- Opening Delimiter -

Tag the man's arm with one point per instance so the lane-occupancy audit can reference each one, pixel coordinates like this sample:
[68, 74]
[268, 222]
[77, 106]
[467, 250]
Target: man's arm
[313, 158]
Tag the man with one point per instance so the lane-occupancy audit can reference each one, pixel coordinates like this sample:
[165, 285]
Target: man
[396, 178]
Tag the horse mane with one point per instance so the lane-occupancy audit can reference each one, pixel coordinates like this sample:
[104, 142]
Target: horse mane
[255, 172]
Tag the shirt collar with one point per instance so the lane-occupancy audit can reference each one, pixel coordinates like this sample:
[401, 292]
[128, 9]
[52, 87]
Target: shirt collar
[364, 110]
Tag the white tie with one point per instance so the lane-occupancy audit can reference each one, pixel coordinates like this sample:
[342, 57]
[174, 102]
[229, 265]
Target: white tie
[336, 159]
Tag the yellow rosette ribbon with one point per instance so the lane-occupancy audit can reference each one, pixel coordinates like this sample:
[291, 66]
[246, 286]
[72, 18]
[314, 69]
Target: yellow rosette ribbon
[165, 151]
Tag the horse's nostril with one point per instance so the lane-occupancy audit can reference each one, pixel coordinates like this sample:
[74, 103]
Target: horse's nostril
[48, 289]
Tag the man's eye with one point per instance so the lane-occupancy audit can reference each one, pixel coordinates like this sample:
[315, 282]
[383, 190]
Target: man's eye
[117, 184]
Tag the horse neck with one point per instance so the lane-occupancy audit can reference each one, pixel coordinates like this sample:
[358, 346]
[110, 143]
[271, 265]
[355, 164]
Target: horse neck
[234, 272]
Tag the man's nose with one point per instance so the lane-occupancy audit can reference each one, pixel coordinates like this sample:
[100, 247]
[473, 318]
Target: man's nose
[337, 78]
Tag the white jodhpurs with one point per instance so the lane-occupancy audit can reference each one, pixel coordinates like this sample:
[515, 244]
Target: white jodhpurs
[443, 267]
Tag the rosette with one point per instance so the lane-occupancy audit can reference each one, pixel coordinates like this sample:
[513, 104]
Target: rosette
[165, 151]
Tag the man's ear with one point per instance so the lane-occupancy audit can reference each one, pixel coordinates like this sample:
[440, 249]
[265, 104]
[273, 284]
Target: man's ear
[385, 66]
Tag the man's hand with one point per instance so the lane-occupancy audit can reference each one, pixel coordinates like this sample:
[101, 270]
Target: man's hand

- Closing Delimiter -

■ TASK TO CARRY OUT
Identify all lines in the records above with the word "hand".

■ FINISHED EXERCISE
Tag the man's hand with one point per instance so the lane-occupancy audit can reference each one, pixel coordinates like this sample:
Target: man's hand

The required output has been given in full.